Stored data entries
--- --- ---

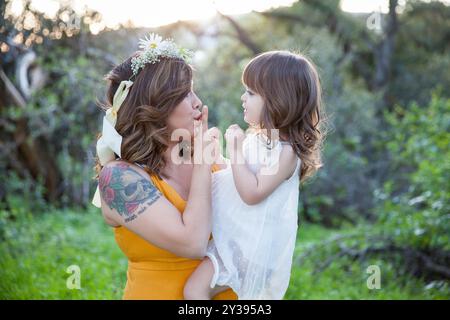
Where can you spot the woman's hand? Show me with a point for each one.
(206, 141)
(234, 137)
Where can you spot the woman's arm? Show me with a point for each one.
(130, 199)
(253, 188)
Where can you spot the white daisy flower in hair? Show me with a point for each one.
(151, 42)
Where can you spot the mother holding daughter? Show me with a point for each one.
(164, 208)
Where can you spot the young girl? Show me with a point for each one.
(255, 196)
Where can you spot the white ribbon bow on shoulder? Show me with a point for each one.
(110, 142)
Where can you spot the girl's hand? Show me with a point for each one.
(206, 141)
(234, 137)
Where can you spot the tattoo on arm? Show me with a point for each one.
(126, 190)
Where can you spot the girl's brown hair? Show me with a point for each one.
(290, 86)
(142, 119)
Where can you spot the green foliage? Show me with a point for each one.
(415, 208)
(35, 253)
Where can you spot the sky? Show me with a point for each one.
(153, 13)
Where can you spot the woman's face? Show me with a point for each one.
(183, 116)
(253, 105)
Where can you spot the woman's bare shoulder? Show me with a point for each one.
(123, 188)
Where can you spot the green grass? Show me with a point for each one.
(36, 251)
(346, 279)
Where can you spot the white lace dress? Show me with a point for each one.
(252, 246)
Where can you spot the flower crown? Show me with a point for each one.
(153, 48)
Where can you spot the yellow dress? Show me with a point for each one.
(154, 273)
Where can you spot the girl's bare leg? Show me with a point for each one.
(197, 286)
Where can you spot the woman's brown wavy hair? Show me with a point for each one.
(142, 119)
(290, 87)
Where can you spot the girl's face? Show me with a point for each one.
(253, 105)
(183, 116)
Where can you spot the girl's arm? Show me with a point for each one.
(253, 188)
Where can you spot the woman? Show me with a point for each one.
(160, 209)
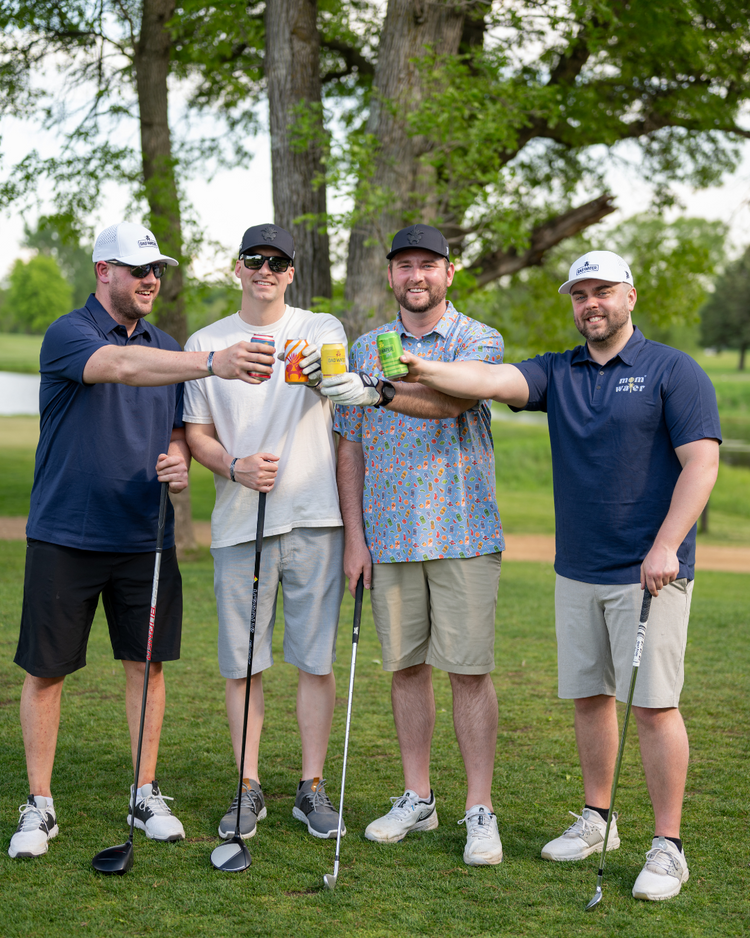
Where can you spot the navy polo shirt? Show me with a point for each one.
(95, 485)
(613, 430)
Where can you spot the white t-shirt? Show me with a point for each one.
(293, 423)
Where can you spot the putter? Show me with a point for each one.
(233, 856)
(118, 860)
(639, 640)
(330, 878)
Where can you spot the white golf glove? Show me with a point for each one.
(351, 389)
(309, 365)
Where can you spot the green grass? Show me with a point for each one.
(419, 887)
(20, 352)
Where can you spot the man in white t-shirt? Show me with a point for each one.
(275, 438)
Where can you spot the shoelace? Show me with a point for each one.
(32, 818)
(478, 824)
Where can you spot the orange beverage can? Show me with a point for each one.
(296, 350)
(333, 359)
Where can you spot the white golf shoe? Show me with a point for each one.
(581, 839)
(37, 826)
(664, 872)
(483, 846)
(409, 813)
(153, 815)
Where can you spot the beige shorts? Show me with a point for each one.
(438, 612)
(596, 629)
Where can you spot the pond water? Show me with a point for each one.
(19, 394)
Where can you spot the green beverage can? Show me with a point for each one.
(390, 351)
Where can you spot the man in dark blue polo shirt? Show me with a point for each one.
(635, 436)
(111, 431)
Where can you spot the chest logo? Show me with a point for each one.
(631, 385)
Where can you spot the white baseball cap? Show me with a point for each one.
(598, 265)
(130, 244)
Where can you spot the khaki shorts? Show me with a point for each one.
(596, 629)
(437, 612)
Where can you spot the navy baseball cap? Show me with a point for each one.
(269, 236)
(419, 236)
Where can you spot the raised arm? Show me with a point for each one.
(475, 380)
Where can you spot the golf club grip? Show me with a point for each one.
(359, 595)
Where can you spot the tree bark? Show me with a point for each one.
(298, 142)
(411, 28)
(151, 61)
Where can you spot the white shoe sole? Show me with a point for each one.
(28, 854)
(300, 815)
(427, 824)
(230, 834)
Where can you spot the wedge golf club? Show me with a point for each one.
(118, 860)
(233, 856)
(639, 640)
(330, 878)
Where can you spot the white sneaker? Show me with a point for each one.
(409, 813)
(583, 838)
(483, 845)
(153, 815)
(664, 873)
(37, 826)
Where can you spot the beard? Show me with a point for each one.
(435, 294)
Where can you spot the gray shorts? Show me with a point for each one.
(596, 628)
(308, 563)
(437, 612)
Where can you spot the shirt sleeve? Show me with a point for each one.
(67, 346)
(690, 409)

--- --- ---

[TASK STATEMENT] Rewrite the records from the line containing "Where can you spot the beard?" through the end of the records, replacing "gray shorts" with "khaki shorts" and leaving everything else unchanged.

[FULL OUTPUT]
Where can you spot the beard? Show me with a point for each one.
(435, 294)
Where can you spot the khaki shorts? Show me with a point for each one.
(596, 628)
(308, 563)
(437, 612)
Where can you spot the shirt sleeve? Show me with a point for each one.
(67, 346)
(690, 409)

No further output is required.